» What needs to be done:
Give back exactly the lines running from the line with "For every instance of the decorative" to the end of the entries, and only those lines.

Extracted records:
_____

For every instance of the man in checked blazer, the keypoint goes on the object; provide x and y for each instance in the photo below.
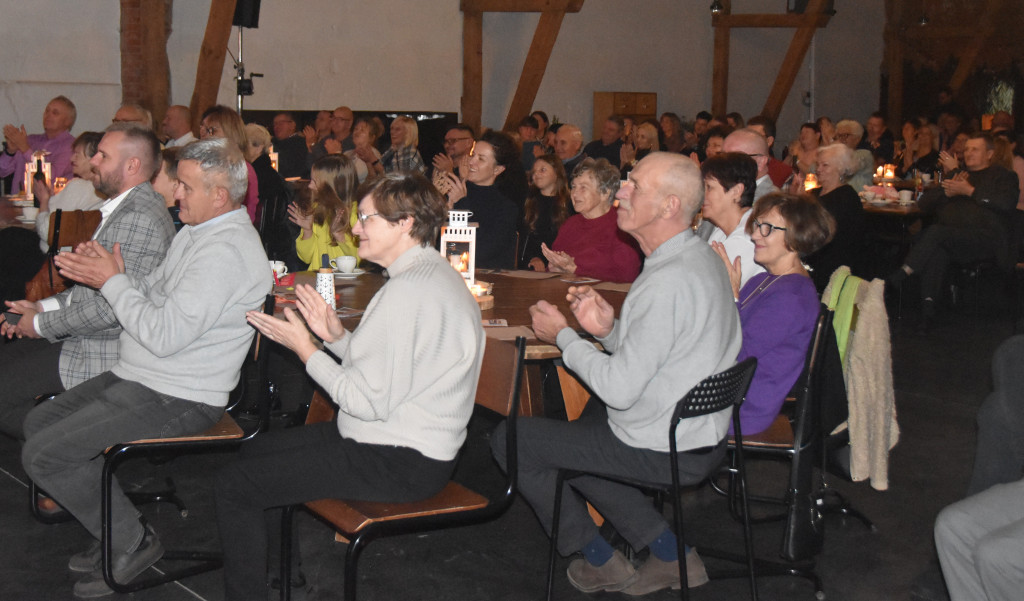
(73, 336)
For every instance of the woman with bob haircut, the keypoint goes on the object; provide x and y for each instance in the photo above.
(778, 307)
(404, 385)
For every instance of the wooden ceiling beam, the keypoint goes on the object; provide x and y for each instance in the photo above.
(794, 59)
(520, 5)
(211, 58)
(792, 19)
(535, 67)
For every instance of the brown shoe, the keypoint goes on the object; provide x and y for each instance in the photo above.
(615, 574)
(655, 574)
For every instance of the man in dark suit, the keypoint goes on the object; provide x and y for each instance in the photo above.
(73, 336)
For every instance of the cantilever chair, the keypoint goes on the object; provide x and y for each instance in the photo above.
(223, 436)
(360, 522)
(713, 394)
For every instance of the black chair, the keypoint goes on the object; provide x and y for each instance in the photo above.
(360, 522)
(226, 435)
(713, 394)
(802, 439)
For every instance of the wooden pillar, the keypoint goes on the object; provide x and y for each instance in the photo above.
(472, 68)
(794, 60)
(534, 68)
(211, 57)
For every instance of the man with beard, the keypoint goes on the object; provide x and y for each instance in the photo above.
(73, 336)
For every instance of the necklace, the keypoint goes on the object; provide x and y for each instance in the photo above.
(765, 284)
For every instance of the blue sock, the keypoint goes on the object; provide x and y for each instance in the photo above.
(598, 552)
(664, 547)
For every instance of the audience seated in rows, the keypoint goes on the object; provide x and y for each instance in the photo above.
(18, 145)
(183, 323)
(72, 337)
(779, 306)
(590, 244)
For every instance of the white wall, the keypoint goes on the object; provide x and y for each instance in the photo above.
(402, 55)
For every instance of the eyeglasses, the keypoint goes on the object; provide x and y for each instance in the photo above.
(766, 228)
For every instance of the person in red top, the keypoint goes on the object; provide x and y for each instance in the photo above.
(590, 244)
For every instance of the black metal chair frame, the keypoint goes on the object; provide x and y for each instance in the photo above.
(376, 529)
(713, 394)
(117, 455)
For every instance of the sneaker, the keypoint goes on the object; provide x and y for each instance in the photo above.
(89, 560)
(126, 566)
(655, 574)
(615, 574)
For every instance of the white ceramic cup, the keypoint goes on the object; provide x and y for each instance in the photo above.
(279, 267)
(344, 263)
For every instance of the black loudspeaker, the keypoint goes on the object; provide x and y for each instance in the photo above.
(247, 13)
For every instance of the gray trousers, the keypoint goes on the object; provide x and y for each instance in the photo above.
(588, 445)
(66, 438)
(980, 541)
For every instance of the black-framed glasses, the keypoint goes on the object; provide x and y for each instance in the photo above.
(766, 228)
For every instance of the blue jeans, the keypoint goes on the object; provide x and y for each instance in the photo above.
(66, 438)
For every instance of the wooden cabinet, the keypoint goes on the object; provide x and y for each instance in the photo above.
(639, 105)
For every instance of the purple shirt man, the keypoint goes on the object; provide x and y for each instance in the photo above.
(57, 120)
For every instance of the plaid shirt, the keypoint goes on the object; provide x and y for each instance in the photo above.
(406, 159)
(87, 327)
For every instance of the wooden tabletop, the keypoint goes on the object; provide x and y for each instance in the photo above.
(513, 297)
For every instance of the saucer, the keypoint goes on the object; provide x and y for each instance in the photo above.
(351, 275)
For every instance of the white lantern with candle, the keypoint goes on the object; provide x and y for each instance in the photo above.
(459, 245)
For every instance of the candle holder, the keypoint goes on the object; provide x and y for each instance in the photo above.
(459, 245)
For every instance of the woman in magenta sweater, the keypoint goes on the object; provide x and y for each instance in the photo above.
(590, 244)
(777, 308)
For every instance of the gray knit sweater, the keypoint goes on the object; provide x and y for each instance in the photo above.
(678, 326)
(184, 330)
(408, 374)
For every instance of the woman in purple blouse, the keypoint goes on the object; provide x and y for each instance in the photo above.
(777, 308)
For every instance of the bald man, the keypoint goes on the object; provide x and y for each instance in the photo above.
(654, 354)
(73, 336)
(755, 145)
(568, 147)
(176, 126)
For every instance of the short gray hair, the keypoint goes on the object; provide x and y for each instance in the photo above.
(218, 157)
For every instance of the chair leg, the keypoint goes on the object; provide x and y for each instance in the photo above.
(287, 516)
(555, 517)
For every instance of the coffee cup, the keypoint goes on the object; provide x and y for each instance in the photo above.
(279, 268)
(344, 263)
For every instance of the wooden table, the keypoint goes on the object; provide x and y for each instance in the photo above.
(513, 297)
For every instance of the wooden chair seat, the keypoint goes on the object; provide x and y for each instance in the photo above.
(225, 429)
(352, 516)
(778, 435)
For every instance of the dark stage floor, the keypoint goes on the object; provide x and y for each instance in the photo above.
(941, 378)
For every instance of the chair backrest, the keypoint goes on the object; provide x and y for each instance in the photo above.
(713, 394)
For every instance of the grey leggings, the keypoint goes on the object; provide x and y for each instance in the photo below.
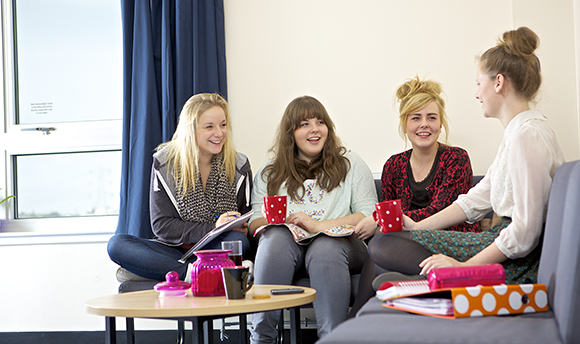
(328, 263)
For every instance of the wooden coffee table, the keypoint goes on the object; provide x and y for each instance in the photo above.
(200, 310)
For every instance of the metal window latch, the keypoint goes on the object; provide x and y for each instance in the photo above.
(45, 130)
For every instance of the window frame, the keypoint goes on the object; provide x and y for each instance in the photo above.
(87, 136)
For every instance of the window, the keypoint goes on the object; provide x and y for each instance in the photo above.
(62, 95)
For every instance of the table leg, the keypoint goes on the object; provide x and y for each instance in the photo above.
(130, 330)
(197, 331)
(243, 329)
(208, 331)
(295, 337)
(111, 330)
(180, 332)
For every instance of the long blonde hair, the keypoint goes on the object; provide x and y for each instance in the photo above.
(413, 95)
(183, 151)
(329, 168)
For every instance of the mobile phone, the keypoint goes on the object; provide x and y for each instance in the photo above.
(286, 291)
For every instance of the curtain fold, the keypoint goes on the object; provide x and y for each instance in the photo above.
(172, 49)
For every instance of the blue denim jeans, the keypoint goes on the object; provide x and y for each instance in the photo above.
(151, 259)
(328, 263)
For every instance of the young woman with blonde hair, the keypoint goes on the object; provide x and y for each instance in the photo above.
(426, 178)
(516, 186)
(198, 181)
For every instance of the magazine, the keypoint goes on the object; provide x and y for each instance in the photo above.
(394, 289)
(452, 303)
(304, 237)
(428, 305)
(214, 233)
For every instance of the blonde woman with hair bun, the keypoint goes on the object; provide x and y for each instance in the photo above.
(516, 186)
(426, 178)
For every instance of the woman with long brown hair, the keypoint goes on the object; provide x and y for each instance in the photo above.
(326, 186)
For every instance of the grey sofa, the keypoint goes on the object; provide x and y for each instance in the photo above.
(559, 270)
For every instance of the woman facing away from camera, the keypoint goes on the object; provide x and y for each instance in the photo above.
(326, 186)
(426, 178)
(198, 182)
(516, 186)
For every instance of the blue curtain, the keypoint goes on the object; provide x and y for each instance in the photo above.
(172, 49)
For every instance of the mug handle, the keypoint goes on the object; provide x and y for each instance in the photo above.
(248, 281)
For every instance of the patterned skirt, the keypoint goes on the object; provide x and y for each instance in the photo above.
(464, 245)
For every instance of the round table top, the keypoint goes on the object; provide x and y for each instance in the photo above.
(148, 304)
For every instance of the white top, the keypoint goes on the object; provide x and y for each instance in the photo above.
(517, 184)
(356, 194)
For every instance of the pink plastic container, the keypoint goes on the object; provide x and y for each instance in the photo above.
(206, 275)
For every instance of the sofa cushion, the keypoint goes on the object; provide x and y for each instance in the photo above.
(394, 328)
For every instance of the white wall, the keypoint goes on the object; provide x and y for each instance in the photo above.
(351, 55)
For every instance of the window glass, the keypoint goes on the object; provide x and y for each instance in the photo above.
(67, 184)
(69, 60)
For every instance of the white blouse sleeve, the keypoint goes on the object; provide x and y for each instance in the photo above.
(532, 161)
(476, 203)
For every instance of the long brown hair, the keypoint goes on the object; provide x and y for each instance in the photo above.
(329, 168)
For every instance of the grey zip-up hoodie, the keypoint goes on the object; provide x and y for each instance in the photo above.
(168, 227)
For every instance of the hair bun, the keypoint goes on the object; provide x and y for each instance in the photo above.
(522, 41)
(415, 86)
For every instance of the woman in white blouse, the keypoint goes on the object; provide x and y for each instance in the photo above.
(516, 186)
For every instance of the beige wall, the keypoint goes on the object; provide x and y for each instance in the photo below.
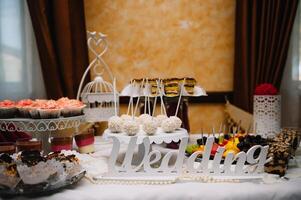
(166, 38)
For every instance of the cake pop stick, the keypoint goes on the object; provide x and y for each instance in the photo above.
(202, 132)
(234, 132)
(161, 98)
(145, 97)
(115, 96)
(138, 100)
(249, 129)
(130, 102)
(155, 101)
(220, 130)
(179, 100)
(239, 124)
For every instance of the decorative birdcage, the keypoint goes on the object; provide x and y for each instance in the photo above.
(100, 96)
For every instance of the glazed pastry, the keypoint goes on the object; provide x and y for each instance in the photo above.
(50, 110)
(177, 121)
(171, 89)
(168, 125)
(61, 143)
(115, 124)
(131, 127)
(23, 145)
(8, 171)
(35, 168)
(7, 147)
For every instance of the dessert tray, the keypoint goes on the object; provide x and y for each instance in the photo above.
(40, 125)
(135, 91)
(158, 138)
(41, 189)
(30, 173)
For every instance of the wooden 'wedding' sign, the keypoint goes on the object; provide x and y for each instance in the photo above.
(243, 163)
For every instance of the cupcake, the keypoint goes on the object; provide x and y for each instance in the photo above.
(49, 110)
(8, 171)
(24, 107)
(7, 109)
(34, 109)
(85, 141)
(71, 107)
(61, 143)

_____

» Exercise output:
For every instance of the decorative birdcage, the keypoint goes on the object; provide x and y for each instance in the photo above.
(100, 96)
For every instance of the glazed pastry, the keypoint goes on the object; provide x and y for each instance in the photo above.
(50, 110)
(177, 121)
(171, 89)
(168, 125)
(61, 143)
(115, 124)
(131, 127)
(23, 145)
(8, 171)
(35, 168)
(7, 147)
For every instance of the dessert tray, the keypoint goes on the object; provide x and y for each instance in the photo above.
(40, 125)
(135, 91)
(158, 138)
(41, 189)
(30, 173)
For every instance of the wooden 'wedding' sign, the keypoint goes on the object; provide x and y for each instance in the photo above.
(243, 163)
For every instance of the cupcake, the keypoint goes on the object; provide x and y for each instance in the photo above.
(49, 110)
(8, 171)
(24, 107)
(7, 109)
(34, 109)
(85, 141)
(71, 107)
(61, 143)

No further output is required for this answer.